--- ИЗБРАННЫЙ ОТРЫВОК ---
В заботах суетного света…

Жили в Мюнхене два друга. Одного звали Тютчев, другого — Гейне. И жили в Мюнхене две сестры: одна — двадцатипятилетняя вдова Элеонора, другая — шестнадцатилетняя девица Клотильда. Два друга за ними небезуспешно ухаживали, о чем Гейне и посплетничал в письме: «Знаете ли вы дочерей графа Ботмера из Штутгарта, где вы так часто бываете? Одна из них, пусть не самая юная, но бесконечно очаровательная, тайком замужем за моим лучшим здесь другом — русским дипломатом по имени Тютчев… Я умею всюду в большой пустыне жизни открывать прекрасные оазисы».

--- ВЫБОРКА ДАННЫХ ---
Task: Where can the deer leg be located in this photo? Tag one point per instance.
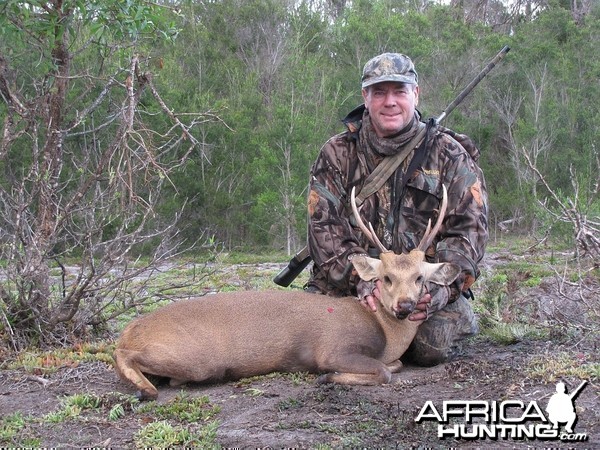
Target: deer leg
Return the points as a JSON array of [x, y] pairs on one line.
[[128, 370], [357, 369]]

--- ЗАДАНИЕ ---
Выпишите все имена и фамилии людей, которые упоминаются в отрывке о Тютчеве и Гейне. Материал здесь не понадобится.

--- ОТВЕТ ---
Тютчев, Гейне, Элеонора, Клотильда, Ботмер.